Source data
+ + +

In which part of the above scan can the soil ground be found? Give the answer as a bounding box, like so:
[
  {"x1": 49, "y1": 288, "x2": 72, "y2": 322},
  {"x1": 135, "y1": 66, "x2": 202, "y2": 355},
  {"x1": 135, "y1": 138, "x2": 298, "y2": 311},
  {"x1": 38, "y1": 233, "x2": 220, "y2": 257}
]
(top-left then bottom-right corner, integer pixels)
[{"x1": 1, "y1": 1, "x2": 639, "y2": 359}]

+ + +

* **Work item**: Write out all the entries once more, exactly.

* **Finished task**:
In which part of the above scan can the soil ground be found? Give the answer as a bounding box, like so:
[
  {"x1": 49, "y1": 288, "x2": 72, "y2": 322},
  {"x1": 135, "y1": 66, "x2": 202, "y2": 355},
  {"x1": 135, "y1": 138, "x2": 298, "y2": 311},
  {"x1": 38, "y1": 233, "x2": 220, "y2": 257}
]
(top-left then bottom-right corner, integer pixels)
[{"x1": 1, "y1": 1, "x2": 639, "y2": 359}]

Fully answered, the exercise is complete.